> _TASK GOAL_: Reproduce verbatim the records from the line containing "Objective — one dot per instance of the wooden" through the end of the records, including both of those lines.

> _DATASET RECORDS_:
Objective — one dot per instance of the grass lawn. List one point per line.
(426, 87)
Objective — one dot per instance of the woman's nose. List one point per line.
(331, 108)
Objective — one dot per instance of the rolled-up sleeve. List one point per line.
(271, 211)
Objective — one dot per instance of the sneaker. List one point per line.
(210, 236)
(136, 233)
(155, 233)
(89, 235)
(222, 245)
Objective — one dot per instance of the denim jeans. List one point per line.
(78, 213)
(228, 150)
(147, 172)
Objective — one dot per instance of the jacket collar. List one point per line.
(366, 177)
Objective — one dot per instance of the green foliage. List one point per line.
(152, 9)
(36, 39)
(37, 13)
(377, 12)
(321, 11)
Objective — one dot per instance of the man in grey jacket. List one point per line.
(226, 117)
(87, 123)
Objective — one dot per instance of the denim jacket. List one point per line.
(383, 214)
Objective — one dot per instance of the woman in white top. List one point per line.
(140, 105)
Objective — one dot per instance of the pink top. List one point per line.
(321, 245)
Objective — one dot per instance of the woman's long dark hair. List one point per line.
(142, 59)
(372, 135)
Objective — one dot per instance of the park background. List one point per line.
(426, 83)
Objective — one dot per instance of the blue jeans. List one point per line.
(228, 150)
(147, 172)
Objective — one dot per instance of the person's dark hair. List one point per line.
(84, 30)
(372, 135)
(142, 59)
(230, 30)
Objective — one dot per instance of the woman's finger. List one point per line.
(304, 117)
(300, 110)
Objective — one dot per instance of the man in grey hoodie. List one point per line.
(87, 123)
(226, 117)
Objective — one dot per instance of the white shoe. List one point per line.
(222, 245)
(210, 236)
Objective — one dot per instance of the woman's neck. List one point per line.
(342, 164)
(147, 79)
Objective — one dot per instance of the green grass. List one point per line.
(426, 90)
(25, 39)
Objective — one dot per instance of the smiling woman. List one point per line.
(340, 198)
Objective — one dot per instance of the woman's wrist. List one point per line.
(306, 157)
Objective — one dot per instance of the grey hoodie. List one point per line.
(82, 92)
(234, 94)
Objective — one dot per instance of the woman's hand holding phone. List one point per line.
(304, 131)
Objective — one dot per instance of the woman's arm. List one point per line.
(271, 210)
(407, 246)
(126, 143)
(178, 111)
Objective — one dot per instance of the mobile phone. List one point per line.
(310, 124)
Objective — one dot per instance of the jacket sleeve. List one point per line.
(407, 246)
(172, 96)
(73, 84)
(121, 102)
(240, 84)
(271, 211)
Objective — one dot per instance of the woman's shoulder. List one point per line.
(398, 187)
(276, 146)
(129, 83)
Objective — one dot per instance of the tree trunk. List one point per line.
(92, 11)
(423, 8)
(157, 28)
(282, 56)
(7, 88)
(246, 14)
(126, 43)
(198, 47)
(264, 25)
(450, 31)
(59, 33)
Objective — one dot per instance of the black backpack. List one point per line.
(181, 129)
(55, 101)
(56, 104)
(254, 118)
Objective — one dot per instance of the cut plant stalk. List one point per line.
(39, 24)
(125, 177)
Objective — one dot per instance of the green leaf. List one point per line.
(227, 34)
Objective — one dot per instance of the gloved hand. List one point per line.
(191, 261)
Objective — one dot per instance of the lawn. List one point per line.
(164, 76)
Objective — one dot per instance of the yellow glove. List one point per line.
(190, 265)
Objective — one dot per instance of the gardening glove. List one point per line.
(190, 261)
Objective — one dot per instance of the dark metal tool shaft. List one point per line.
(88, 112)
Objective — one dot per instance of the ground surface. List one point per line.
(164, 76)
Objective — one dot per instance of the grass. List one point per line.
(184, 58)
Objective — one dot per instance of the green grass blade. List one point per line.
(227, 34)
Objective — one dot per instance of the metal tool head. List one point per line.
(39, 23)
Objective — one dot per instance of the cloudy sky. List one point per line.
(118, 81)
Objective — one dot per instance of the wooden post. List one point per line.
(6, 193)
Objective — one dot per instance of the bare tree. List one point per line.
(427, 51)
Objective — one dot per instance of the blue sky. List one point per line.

> _TASK RESULT_:
Objective — one dot per instance of the wooden post. List one point per line.
(6, 193)
Objective — one dot per instance of the bare tree. List one point per line.
(427, 51)
Objective — one dot per instance of the blue sky. List one point per line.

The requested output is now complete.